## Fragmento proporcionado
Sapos y culebras. Reflexiones sobre el lenguaje adolescente.

 imagen de Kokomoo, ilustradora china, tomada de la         blogósfera 
Existe una clase de alumnos que me recuerda inevitablemente a una princesa de cuentos (hermanastra malvada, siempre, de la heroína y sufrida protagonista). Esta princesa en cuestión había sido maldecida por un hada madrina, por más paradójico que esto pueda parecernos a los adultos, y su castigo consistía en que, cada vez que abriera la boca para pronunciar palabras, de ella saldrían sapos y culebras. Espantoso.
Te da qué pensar: la temperatura y viscosidad de un sapo posado sobre la lengua moviéndose asustado en la oscuridad del paladar…las culebras reptando por la garganta deslizándose desde las cuerdas vocales buscando la luz del afuera vislumbrado entre la dentadura entreabierta… Náuseas, vómito ineludible. Un asco tanto ser la princesa embrujada como el espectador del hecho: estar en un  lugar que se va llenando de esas criaturas, que te salten encima, que te toquen...

## Indicación
Por favor, indica en qué consistía el castigo de la princesa según el fragmento proporcionado.

## Filas proporcionadas
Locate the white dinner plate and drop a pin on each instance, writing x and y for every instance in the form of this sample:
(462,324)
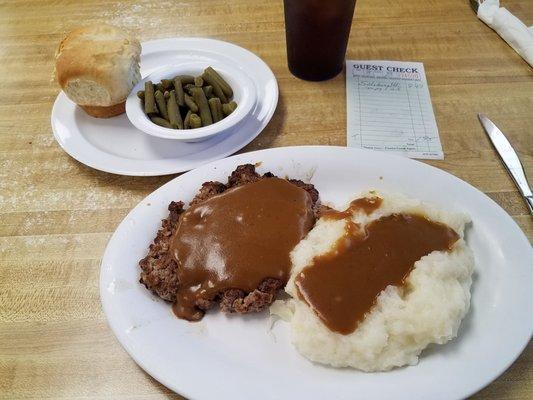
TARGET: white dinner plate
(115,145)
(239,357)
...
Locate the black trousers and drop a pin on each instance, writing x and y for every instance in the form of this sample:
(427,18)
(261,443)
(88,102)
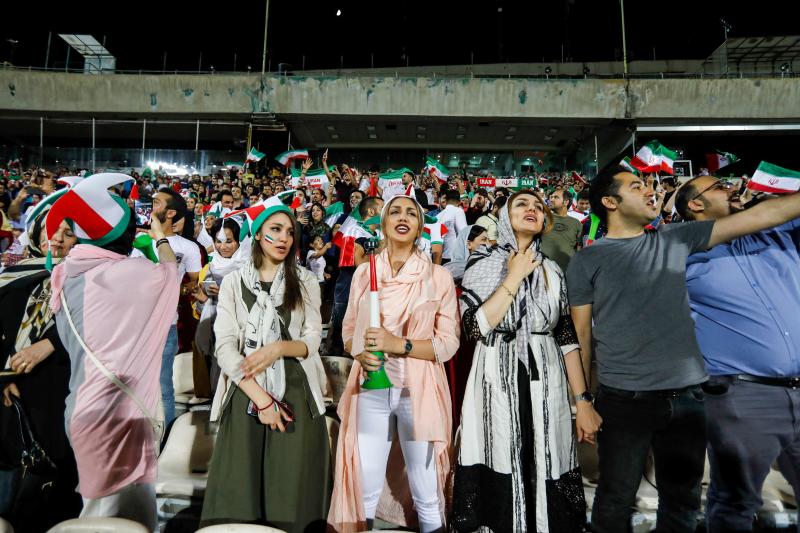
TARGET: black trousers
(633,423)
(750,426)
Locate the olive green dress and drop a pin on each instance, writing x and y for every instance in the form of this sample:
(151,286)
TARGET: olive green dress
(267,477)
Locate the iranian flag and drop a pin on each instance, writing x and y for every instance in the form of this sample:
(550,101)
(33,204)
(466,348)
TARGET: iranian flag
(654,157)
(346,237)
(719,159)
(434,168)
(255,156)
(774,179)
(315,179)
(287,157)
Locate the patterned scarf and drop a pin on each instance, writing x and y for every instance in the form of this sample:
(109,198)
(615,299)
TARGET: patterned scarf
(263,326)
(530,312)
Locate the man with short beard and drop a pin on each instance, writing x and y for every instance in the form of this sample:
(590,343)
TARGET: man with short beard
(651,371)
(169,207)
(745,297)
---
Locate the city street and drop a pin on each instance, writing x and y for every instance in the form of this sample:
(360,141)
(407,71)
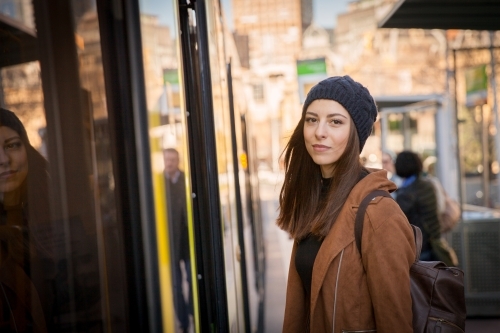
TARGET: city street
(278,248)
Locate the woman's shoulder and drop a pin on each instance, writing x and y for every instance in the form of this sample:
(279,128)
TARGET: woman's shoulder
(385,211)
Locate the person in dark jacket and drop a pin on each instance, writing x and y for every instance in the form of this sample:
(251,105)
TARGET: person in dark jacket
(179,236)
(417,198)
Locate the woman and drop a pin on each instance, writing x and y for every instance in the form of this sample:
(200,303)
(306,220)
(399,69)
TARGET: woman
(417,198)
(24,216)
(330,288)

## Respuesta
Cada vez que abriera la boca para pronunciar palabras, de ella saldrían sapos y culebras.